- [Work to do]:
Every line must be returned precisely as it is written.

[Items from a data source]

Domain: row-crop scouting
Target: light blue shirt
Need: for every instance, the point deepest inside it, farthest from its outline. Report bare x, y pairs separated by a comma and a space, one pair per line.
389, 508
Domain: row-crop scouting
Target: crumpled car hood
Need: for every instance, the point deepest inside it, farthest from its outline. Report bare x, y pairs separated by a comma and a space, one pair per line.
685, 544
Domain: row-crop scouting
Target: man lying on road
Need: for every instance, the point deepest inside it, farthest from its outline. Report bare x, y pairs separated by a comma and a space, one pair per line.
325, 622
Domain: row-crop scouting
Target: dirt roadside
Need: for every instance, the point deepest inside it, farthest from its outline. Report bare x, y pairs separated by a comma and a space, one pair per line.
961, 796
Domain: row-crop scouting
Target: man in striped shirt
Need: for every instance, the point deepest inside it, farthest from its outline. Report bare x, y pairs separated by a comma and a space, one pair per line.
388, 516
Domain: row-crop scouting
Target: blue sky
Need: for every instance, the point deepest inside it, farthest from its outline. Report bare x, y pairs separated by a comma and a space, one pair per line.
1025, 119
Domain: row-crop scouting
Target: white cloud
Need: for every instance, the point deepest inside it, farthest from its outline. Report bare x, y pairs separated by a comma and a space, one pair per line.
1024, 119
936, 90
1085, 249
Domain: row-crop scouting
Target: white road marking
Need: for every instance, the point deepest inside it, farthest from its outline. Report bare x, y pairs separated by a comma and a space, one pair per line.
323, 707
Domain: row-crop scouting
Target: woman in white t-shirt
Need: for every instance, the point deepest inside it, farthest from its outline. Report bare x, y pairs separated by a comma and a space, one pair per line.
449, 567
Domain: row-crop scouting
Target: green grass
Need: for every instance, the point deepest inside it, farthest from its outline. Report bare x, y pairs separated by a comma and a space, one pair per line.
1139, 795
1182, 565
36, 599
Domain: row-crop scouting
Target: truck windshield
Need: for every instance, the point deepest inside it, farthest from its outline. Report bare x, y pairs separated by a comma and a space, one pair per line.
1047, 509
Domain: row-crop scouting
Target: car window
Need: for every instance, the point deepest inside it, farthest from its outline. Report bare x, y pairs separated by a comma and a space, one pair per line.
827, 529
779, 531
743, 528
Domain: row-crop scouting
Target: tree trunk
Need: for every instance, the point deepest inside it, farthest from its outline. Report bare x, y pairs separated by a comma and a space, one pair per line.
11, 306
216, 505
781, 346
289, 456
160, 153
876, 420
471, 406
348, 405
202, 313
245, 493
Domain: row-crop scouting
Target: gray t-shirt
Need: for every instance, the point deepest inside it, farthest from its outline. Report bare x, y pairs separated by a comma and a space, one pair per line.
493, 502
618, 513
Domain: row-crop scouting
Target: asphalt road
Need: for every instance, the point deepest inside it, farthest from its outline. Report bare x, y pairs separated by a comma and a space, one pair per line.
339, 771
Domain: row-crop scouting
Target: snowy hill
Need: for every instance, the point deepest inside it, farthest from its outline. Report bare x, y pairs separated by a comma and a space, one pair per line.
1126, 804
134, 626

- [Result]:
Domain: row-crop scouting
Target: light blue shirt
Need: for every instance, the point deepest inside it, farthest from its outline. Report bare x, y pairs separated by a comma and a space, one pair per line.
389, 508
Domain: row-crop scouting
Target: crumpled car hood
Need: for every instance, the point deepest inside it, farthest from its outline. Report bare x, y pairs separated by a comma and a space, one pair per line.
685, 544
Domain: row-crop scouting
Target: man lying on road
Need: for every instance, the point deepest inside it, farthest from its outline. Report bare x, y pairs separated by a comma and a space, one pair per line.
325, 622
Domain: row-crop scouting
Target: dirt roadside
Need: for every instance, the point deepest inside it, farthest from its outline. Report bare x, y pairs separated by a comma and a space, one pair per line.
961, 796
Domain: row-crop scouting
Target: man in striped shirt
Need: for every instance, the point deepest inside it, farthest from its outline. Report bare x, y pairs separated by a comma and a space, one pair per line.
388, 516
Domain: row-crop scouting
Target: blue sky
Need: for every instance, the point deepest inside it, farthest from its outline. Report bare x, y pairs separated by a comma and a space, one pair per line.
1025, 119
Domain: row-crop scouting
Target: white cloud
Need: for every instance, the point deepest inside it, farthest from its outline. Report bare x, y pairs separated by a comma and a space, one pair per line.
1024, 119
936, 90
1085, 249
Domain: row-crop scouting
Target: white road marking
Need: for every instance, the point deepest inside it, farthest from its outline. Report bare x, y pairs separated by a comma and a space, one pair per line.
323, 707
Domain: row-crop scouting
Target: woman in white t-shirt
Need: for every instance, the point deepest inside it, farthest from its outline. Report bare x, y pairs separated by a comma and a space, one pair per line.
449, 567
Domain: row-crop scouting
Target: green grass
Need: for every instance, the point deepest inside it, farthest from its outline. Report bare x, y pairs separated by a comma and a space, one pair per line.
1139, 795
1182, 565
36, 599
Domain: row-crop scouting
Target: truck windshield
Need: for every instance, the point deepest inside it, farthest from its outline. Report bare x, y pairs separated by a comma and a space, one pair per line.
1047, 509
Domain: row-crop scouting
Target: car window
Need: for every instance, the point deepest inside it, farthest from its outline. Report bare x, y pairs separated by a comma and a space, one pair per line.
827, 529
779, 531
743, 528
Domain: row-crop scouting
Target: tree trunk
Need: for every instance, the point deepest inside it, farthest from its outline. Report bare x, y pairs separated by a comma and a space, one pair per line.
11, 306
216, 505
781, 346
289, 456
160, 153
876, 420
471, 406
348, 405
202, 313
245, 493
Domain: row-crop scouting
Target: gray t-shirt
Need: for every instance, the point deepest inside it, farthest from its outline. Report bare x, y pairs separated by a comma and a space, one pair per line.
493, 502
618, 513
Domain: row-crop scouting
Target: asphalt road
Need: for every instance, the point deepest inside it, farthest from its outline. Report bare x, y pairs separated by a comma and a space, one pair per line.
339, 771
Domain: row-crop scouting
Target: snowy hill
Need: for every instance, the point deepest inside it, farthest from its outline. Report bare x, y pairs separated by a comma and a space, one pair per line.
1126, 804
134, 626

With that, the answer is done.